━━━ Supplied records ━━━

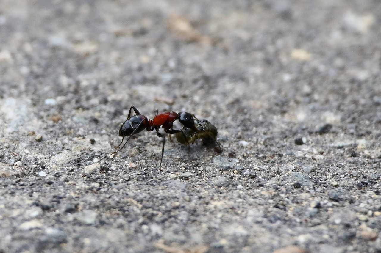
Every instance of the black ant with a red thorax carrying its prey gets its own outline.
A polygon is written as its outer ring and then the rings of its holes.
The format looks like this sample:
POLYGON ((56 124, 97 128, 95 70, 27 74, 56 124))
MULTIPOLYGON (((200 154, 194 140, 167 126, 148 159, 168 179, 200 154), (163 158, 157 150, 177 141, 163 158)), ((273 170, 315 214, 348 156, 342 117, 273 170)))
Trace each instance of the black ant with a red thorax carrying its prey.
MULTIPOLYGON (((162 133, 159 132, 160 126, 163 127, 164 132, 168 134, 177 134, 182 132, 181 129, 172 129, 173 122, 179 120, 179 122, 187 128, 195 130, 194 117, 190 113, 181 111, 176 113, 174 111, 165 111, 163 113, 158 114, 158 110, 153 119, 148 119, 146 116, 141 115, 136 107, 131 106, 130 111, 128 112, 128 116, 125 122, 123 122, 122 126, 119 129, 119 136, 122 137, 122 141, 116 147, 119 148, 122 145, 124 137, 128 136, 128 139, 122 146, 126 145, 128 140, 130 140, 131 136, 134 134, 138 134, 142 130, 146 129, 147 131, 156 130, 156 134, 158 137, 163 138, 163 148, 162 148, 162 158, 160 159, 160 167, 162 167, 163 154, 164 154, 164 145, 165 145, 165 137, 162 133), (134 116, 131 116, 131 110, 134 110, 134 116)), ((197 119, 196 119, 197 120, 197 119)), ((119 148, 114 153, 119 152, 122 148, 119 148)))

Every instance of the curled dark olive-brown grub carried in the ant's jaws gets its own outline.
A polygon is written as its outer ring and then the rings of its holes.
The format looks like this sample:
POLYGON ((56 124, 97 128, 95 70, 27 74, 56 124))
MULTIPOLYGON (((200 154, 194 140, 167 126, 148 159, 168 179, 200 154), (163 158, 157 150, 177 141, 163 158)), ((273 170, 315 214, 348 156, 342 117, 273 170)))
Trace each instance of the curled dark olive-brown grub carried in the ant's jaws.
POLYGON ((217 153, 222 153, 221 145, 219 145, 219 143, 216 140, 218 133, 217 127, 215 127, 206 119, 202 119, 200 121, 197 118, 195 119, 199 124, 194 124, 194 129, 191 129, 186 126, 182 127, 181 132, 176 134, 177 141, 182 144, 188 145, 190 143, 193 144, 197 139, 202 139, 203 143, 209 143, 213 140, 218 145, 218 147, 215 147, 215 151, 217 153))

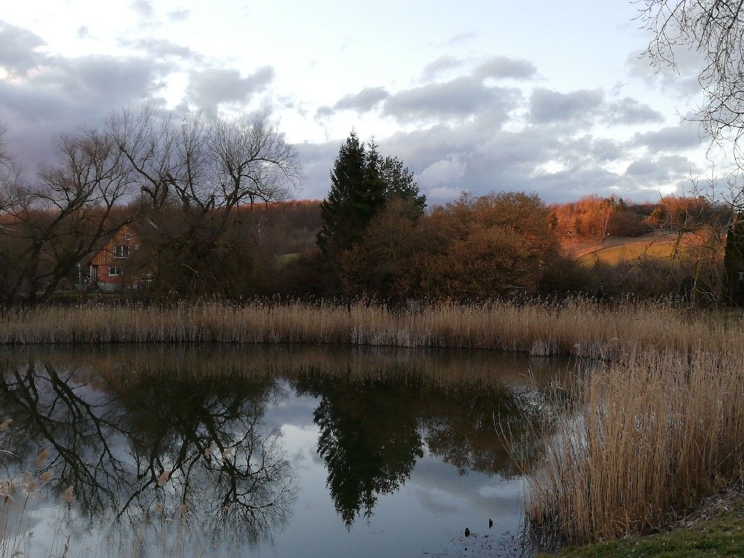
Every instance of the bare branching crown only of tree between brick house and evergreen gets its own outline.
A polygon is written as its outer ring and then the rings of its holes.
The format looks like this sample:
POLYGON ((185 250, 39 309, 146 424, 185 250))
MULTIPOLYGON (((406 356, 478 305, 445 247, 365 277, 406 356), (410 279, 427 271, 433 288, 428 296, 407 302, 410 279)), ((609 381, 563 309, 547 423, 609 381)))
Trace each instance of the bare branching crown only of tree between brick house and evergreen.
POLYGON ((286 199, 298 180, 295 151, 265 114, 177 123, 146 107, 115 115, 111 129, 156 208, 173 198, 185 208, 231 211, 286 199))

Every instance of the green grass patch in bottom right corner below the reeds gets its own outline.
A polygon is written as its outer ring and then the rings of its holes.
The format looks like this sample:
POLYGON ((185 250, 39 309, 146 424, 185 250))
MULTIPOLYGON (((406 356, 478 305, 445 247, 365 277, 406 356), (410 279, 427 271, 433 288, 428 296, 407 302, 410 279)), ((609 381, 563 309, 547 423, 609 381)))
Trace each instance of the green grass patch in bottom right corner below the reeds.
POLYGON ((689 529, 564 548, 552 558, 744 557, 744 499, 728 511, 689 529))

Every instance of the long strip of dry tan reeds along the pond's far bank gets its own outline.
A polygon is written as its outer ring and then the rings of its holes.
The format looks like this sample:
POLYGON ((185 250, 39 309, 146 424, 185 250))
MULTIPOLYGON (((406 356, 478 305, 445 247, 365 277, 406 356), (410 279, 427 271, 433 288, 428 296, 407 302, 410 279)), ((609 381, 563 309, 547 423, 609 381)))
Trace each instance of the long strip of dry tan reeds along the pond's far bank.
POLYGON ((468 347, 607 358, 640 348, 719 350, 744 345, 744 318, 691 314, 669 304, 608 309, 563 304, 441 304, 420 312, 373 304, 174 304, 170 307, 36 307, 0 314, 0 344, 344 343, 468 347))

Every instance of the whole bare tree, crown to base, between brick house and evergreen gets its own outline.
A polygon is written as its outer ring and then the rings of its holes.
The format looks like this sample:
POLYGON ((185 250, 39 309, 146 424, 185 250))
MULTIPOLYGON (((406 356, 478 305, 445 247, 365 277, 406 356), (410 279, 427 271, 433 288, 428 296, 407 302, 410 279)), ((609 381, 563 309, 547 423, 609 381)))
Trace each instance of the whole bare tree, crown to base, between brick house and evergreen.
POLYGON ((235 295, 226 264, 251 251, 238 238, 240 208, 286 199, 299 177, 292 145, 265 114, 176 122, 125 110, 111 130, 141 187, 153 288, 235 295))

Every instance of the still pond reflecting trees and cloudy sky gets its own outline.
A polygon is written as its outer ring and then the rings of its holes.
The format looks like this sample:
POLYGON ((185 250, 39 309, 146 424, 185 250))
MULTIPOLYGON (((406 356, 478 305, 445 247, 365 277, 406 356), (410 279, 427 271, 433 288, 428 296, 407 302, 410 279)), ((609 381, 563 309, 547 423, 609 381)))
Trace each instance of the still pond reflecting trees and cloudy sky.
POLYGON ((2 556, 405 557, 530 554, 503 432, 529 458, 567 365, 199 345, 5 347, 0 367, 2 556))

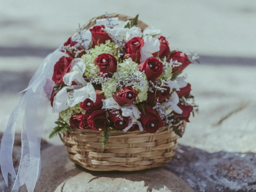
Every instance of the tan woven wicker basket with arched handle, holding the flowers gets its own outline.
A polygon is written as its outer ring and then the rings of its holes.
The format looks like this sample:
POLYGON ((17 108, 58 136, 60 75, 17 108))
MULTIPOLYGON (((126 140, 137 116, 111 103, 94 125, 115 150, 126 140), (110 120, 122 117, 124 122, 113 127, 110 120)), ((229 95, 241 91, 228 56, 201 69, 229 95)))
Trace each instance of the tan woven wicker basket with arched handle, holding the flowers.
MULTIPOLYGON (((121 14, 110 14, 119 20, 132 19, 121 14)), ((96 19, 93 18, 83 28, 92 27, 96 19)), ((139 21, 142 29, 147 25, 139 21)), ((184 129, 186 122, 180 128, 184 129)), ((172 160, 177 148, 177 136, 168 127, 160 128, 156 133, 132 131, 111 131, 107 149, 102 148, 102 132, 92 129, 73 129, 60 135, 65 144, 70 160, 76 164, 94 171, 136 171, 162 166, 172 160)))

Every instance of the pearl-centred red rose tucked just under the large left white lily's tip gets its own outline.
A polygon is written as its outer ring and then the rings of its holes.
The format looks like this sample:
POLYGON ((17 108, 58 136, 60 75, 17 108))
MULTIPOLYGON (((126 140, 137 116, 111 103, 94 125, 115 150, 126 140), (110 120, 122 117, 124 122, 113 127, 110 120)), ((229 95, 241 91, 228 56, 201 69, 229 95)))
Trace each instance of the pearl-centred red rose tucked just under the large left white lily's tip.
POLYGON ((102 90, 96 90, 95 102, 87 98, 86 100, 84 100, 84 102, 80 103, 80 107, 88 112, 93 112, 95 110, 101 109, 103 105, 102 99, 105 99, 105 96, 104 94, 100 94, 100 92, 102 92, 102 90))

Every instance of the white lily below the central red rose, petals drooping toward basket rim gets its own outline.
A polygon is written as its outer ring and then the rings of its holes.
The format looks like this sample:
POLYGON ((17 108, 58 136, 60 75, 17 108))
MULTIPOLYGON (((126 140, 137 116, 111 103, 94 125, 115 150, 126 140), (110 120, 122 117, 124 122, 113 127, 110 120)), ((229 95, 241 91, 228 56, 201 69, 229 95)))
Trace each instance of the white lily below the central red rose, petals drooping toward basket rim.
POLYGON ((102 109, 117 109, 122 111, 122 116, 129 117, 129 124, 126 128, 124 128, 124 132, 128 131, 133 124, 138 124, 141 131, 143 131, 143 127, 141 123, 138 121, 140 118, 140 111, 134 104, 130 104, 128 106, 120 106, 114 98, 108 98, 102 100, 103 106, 102 109))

━━━

About this exercise:
With the first line being the one containing "Every instance of the green" and the last line the one containing "Every instance of the still", transcribe exactly the lines above that fall in that range.

Response to the exercise:
Every instance of the green grass patch in bottom right corner below the reeds gets its own outline.
A polygon is written as its outer ring and then the rings of its holes.
The format looks like this sample:
POLYGON ((185 250, 39 309, 146 424, 185 250))
MULTIPOLYGON (((406 356, 478 305, 445 247, 365 277, 406 356), (410 279, 427 271, 433 288, 428 296, 407 302, 410 279)), ((609 381, 563 309, 547 423, 609 381)))
Trace each instance of the green grass patch in bottom right corner below the reeds.
POLYGON ((689 529, 564 548, 552 558, 744 557, 744 499, 728 511, 689 529))

Every instance of the long strip of dry tan reeds along the pond's far bank gets its own outline.
A polygon is written as its outer ring and then the rings of its holes.
The format looks like this sample:
POLYGON ((185 250, 39 309, 146 424, 185 250))
MULTIPOLYGON (((406 356, 478 305, 445 247, 365 277, 406 356), (410 279, 427 271, 433 288, 428 296, 407 302, 410 279)), ((609 381, 563 309, 547 423, 609 381)))
Trace each instance of the long strip of dry tan reeds along the pond's far bank.
POLYGON ((468 347, 607 358, 640 348, 719 350, 744 345, 744 318, 691 314, 669 304, 608 309, 563 304, 441 304, 420 312, 373 304, 174 304, 170 307, 36 307, 0 314, 0 344, 344 343, 468 347))

Every instance of the whole bare tree, crown to base, between brick house and evergreen gets its own outline.
A polygon is written as its outer ring and then the rings of its holes.
The format looks like this sample:
POLYGON ((185 250, 39 309, 146 424, 185 250))
MULTIPOLYGON (((406 356, 478 305, 445 247, 365 277, 406 356), (410 279, 427 271, 433 288, 428 296, 407 302, 410 279)), ((609 381, 563 309, 547 423, 609 381)))
Trace each instance of the whole bare tree, crown to base, between brick house and evergreen.
POLYGON ((235 295, 226 264, 251 251, 238 238, 240 208, 286 199, 299 177, 292 145, 265 114, 176 122, 125 110, 111 130, 141 187, 153 288, 235 295))

Every instance of the still pond reflecting trees and cloudy sky gets its own outline.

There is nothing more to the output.